── EXERCISE INPUTS

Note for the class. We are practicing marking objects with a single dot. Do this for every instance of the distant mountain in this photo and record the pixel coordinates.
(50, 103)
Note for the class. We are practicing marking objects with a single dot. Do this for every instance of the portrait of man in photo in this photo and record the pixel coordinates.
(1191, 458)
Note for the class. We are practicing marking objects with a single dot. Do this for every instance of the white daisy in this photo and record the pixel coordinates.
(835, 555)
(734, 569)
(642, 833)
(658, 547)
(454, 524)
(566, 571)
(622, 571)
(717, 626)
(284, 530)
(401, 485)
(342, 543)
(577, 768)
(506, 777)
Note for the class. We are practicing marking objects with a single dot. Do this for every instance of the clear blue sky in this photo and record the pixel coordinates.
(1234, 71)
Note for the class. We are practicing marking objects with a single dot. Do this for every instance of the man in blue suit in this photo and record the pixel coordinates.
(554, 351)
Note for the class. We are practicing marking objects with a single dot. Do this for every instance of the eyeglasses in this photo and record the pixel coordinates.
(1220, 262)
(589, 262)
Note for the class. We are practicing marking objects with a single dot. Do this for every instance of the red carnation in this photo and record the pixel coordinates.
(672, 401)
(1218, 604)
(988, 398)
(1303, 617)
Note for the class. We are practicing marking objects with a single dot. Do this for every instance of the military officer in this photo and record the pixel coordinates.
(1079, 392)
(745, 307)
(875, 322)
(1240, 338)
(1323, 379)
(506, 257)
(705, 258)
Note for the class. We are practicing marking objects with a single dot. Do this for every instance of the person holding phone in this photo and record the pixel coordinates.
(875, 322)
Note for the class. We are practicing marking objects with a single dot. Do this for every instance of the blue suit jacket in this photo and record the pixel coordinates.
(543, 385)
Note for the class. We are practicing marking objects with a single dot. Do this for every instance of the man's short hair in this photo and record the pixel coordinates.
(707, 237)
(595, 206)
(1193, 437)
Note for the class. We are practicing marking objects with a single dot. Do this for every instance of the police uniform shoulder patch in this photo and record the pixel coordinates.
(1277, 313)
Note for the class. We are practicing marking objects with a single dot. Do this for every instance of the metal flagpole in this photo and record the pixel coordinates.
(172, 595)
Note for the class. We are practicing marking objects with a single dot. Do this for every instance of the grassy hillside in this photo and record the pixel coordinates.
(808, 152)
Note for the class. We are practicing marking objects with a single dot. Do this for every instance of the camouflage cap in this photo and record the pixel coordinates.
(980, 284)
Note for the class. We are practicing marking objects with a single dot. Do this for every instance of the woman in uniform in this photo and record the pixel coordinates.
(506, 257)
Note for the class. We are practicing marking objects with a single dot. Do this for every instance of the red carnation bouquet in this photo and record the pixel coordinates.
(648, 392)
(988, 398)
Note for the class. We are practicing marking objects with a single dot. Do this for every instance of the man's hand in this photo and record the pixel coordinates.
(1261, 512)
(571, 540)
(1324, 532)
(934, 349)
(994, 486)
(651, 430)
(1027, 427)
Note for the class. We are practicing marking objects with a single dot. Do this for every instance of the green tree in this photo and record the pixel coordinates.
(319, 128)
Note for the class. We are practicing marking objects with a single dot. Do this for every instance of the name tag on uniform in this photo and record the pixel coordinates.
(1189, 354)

────

ABOUT THIS EXERCISE ▸ Write out all of the records word for word.

WORKED SOLUTION ▸
Note for the class. We are practicing marking objects with a single dot. Do this for every instance of the distant mountain in this photo and record the pixel coordinates.
(50, 103)
Note for the class. We are practicing marking objects with a single dot. Do this for every instance of the portrait of man in photo in this photo and record the pixel coordinates.
(1191, 458)
Note for the class. We are practicing marking objects with a single dot. Do this for every instance of the white daisy in this photo and record the pixel coordinates.
(835, 555)
(734, 569)
(642, 833)
(658, 547)
(454, 524)
(566, 571)
(622, 571)
(717, 626)
(284, 530)
(401, 485)
(342, 543)
(577, 768)
(506, 777)
Note for the class. We are practicing marking objects with a single dot. Do this for every instance of the clear blue sky in this photo and record the pixel coordinates.
(1234, 71)
Note for the class. We are practicing marking objects with a single dot. Do this for every instance of the man in blue suit in this photo and record the pixel coordinates.
(554, 351)
Note for the class. We are practicing marking objects with a single dot. Do this for every instance of the eyeglasses in this photo and record the pixel coordinates.
(1220, 262)
(589, 262)
Note for the class. We are practicing marking objects with a single dot. Do this for every instance of the red carnation in this photo and record the pixel coordinates.
(672, 401)
(1218, 604)
(988, 398)
(1303, 617)
Note for the class. We are practicing marking objects with a single dot. Do this for every instance of the military officer in this photo and record the pixel coordinates.
(1079, 392)
(745, 307)
(875, 322)
(1240, 338)
(1323, 379)
(506, 257)
(705, 258)
Note for the class. We are practicing marking objects with a single dot. Do this for every instance of the person holding phone in this photo and record the pixel coordinates.
(875, 322)
Note for the class. We are practicing marking objects with a single dot. Do this for every instance of the blue suit jacket in this photo and record the pixel coordinates.
(543, 385)
Note for the class. We are practicing marking objects with a single dot. Do this for every instance of the man's short hair in this photo and record the pixel coordinates.
(707, 237)
(595, 206)
(1193, 437)
Note for the class. We are practicing marking objects with a single dot. Do this for every instance of the police uniform shoulder patch in this photo and record the pixel coordinates.
(1277, 313)
Note for the class. We are practicing marking objects with a single dot. Do this for every instance of the metal flagpole in this photo and record the pixel coordinates.
(172, 595)
Note for the class. We are practicing marking objects with a single dot. Do this for every instance of the grassy hillside in this photo and record the pixel coordinates.
(808, 152)
Note for the class. We are practicing marking objects with a single dot. Do this for every instance of the camouflage cap in this photo and record the pixel coordinates.
(980, 284)
Note for the class. We are practicing marking objects with a single dot. Do this for every instance of the woman in uniform in this photo and record the pixel coordinates.
(506, 257)
Note for the class. We are practicing marking objects with a single dot. Do this for every instance of the red carnation bouquet in this photo and record the pixel coordinates.
(648, 392)
(988, 398)
Note for the class. We are practicing marking objects with a single dot. Do this for every instance of the man's hand in this photo and record the pixel coordinates.
(1261, 512)
(571, 540)
(1324, 532)
(934, 349)
(994, 486)
(651, 430)
(1027, 427)
Note for the class. We are practicing marking objects with a single dot. Do this for every instance of the green tree in this photo and record the pixel coordinates.
(319, 128)
Note for the class. We are practicing marking objects with a single dot. Do this for every instance of the name tag on uniform in this photo and record the pixel coordinates.
(1189, 354)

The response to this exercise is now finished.